## Exercise requirements:
Rewrite each line of the listing below as a JSON list of strings, one string per line, leaving out blank lines and the pictures.

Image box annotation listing
◇ ◇ ◇ ◇ ◇
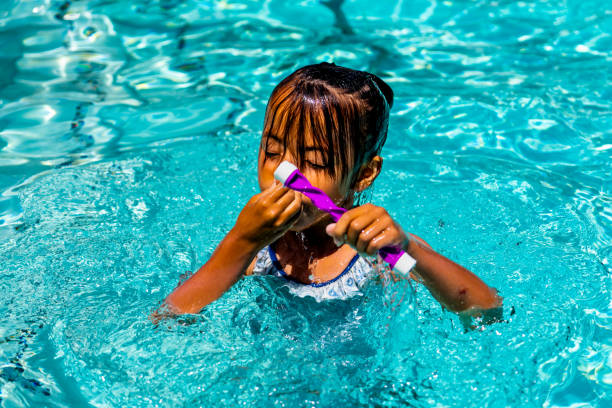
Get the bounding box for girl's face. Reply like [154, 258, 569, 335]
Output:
[257, 135, 353, 231]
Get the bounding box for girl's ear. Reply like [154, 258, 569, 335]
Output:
[353, 156, 382, 192]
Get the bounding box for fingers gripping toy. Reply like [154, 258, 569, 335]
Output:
[274, 161, 416, 275]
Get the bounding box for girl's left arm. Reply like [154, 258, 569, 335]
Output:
[327, 204, 502, 314]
◇ ◇ ◇ ◇ ◇
## Task result:
[
  "Get the bounding box for girl's face. Reply like [154, 258, 569, 335]",
  "Output:",
  "[257, 135, 353, 231]",
  "Get the bounding box for girl's ear. Reply like [154, 258, 569, 335]",
  "Output:",
  "[353, 156, 382, 192]",
  "Get the bounding box for fingers gripping toy. Reply like [154, 258, 569, 335]",
  "Output:",
  "[274, 161, 416, 275]",
  "Get the bounding box for girl's left arm. Reply like [154, 258, 569, 335]",
  "Output:",
  "[327, 204, 502, 314]"
]